■ **DOCUMENT TEXT**:
Hello, guys... And gals!!

This has to be about the third time ive attempted to make a post now and I just really don't know where to start! So how about the obvious. I'm ftm, you may have seen me wandering about the ftm section. I'm happy with my life decisions and who I am. I'm currently part way through my lower surgery and so far could not be happier!!
So, ya'll wondering why I'm in this section. Lost? Well I do feel a bit lost at times. For as long as I can remember crossdressing has been something I've wanted to explore. However my previous setbacks was that I was already a natural bodied female. Well, where's the fun in that? Where's the excitement? Dressing in women's clothes back then felt odd and I hated it. That was before I discovered I was trans. Throughout my journey, crossdressing still sat on my mind. But I've been really put off it for a few reasons. A, I don't want to put a dress on and everyone tag me as a girl. I'm not. I want to put a dress on and i want to be a guy in a dress. This one has to be the hardest to explain. I've never found the right words. I think the closest I can get to how I want to feel is that I still want to be a physical male, but at the same time make a really good looking girl when I want to!! I think what I battle with hugely is being able to have that ultimate confidence in myself that I know I'm a guy, while I'm sat in women's clothing. But when you battle with gender dysphoria, that's when it gets complicated and difficult to deal with personally. And B, my height. I'm 4ft 11'. Most if not all crossdressers/drag queens are amazingly tall and perfectly built. I'm just a scrawny half pint

and that's a major off putter for me to want to pursue this desire.

■ **APPLY WHAT YOU READ**:
1. In the forum post, what surgery does the writer say they are currently part way through?
2. Quote the forum post word for word, beginning at the words "This has to" and stopping after "not be happier!!".

■ **INFORMATION PROVIDED**:

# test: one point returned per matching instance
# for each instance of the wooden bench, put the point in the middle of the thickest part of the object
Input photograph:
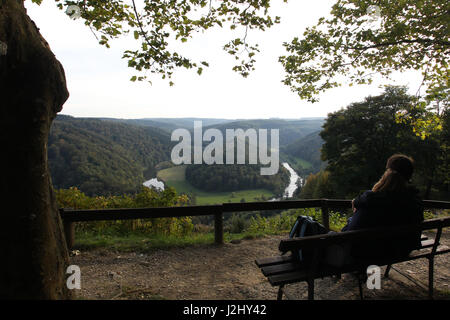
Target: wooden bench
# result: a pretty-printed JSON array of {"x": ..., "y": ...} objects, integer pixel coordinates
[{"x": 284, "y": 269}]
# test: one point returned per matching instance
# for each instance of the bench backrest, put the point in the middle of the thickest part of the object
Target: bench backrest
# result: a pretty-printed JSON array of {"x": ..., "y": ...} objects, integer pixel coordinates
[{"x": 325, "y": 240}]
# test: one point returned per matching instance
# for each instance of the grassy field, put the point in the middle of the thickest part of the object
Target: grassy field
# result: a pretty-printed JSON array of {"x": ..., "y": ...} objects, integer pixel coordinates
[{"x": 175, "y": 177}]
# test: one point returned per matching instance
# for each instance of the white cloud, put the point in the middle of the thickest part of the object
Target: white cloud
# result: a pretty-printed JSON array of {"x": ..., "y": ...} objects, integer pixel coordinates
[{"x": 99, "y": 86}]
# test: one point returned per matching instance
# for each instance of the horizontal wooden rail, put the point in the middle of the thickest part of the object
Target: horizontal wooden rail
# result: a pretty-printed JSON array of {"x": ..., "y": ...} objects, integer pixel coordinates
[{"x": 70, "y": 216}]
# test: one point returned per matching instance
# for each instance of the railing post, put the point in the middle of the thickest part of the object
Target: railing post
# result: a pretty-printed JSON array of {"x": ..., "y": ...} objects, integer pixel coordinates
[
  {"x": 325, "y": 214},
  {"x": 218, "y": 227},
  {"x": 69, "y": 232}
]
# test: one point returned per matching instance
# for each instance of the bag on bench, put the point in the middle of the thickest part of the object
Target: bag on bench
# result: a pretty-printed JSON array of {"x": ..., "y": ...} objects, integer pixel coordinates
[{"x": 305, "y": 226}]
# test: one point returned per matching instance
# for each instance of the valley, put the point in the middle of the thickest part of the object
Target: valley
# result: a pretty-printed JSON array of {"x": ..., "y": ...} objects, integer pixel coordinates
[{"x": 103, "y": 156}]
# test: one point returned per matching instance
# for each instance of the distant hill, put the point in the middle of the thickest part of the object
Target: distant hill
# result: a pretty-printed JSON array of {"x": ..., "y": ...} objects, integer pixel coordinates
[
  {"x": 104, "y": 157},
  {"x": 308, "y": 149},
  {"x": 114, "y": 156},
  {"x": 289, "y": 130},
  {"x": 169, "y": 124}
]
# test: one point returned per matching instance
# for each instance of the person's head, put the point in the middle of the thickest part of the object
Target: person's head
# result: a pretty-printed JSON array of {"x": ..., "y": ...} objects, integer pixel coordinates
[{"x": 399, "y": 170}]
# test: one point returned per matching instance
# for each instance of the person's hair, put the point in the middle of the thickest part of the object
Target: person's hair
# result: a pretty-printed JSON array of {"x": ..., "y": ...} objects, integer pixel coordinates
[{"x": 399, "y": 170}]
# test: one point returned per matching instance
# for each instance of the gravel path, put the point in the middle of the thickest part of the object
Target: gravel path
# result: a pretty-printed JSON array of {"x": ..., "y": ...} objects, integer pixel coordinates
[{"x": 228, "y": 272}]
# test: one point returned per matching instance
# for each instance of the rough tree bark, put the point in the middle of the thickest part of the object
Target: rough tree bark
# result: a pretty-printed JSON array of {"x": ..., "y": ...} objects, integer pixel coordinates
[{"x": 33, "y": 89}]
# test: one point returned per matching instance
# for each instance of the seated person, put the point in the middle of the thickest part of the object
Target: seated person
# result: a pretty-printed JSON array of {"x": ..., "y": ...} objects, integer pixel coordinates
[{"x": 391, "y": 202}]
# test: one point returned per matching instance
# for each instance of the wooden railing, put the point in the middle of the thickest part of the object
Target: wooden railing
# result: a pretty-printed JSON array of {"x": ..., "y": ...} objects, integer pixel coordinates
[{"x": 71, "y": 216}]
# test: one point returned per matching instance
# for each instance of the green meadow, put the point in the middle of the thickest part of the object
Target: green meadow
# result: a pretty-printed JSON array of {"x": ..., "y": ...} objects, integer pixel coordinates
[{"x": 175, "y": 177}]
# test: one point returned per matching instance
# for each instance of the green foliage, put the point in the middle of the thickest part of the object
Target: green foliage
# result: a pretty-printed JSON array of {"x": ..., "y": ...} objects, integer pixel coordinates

■ **RESULTS IN ORDER**:
1. Lower surgery.

2.
This has to be about the third time ive attempted to make a post now and I just really don't know where to start! So how about the obvious. I'm ftm, you may have seen me wandering about the ftm section. I'm happy with my life decisions and who I am. I'm currently part way through my lower surgery and so far could not be happier!!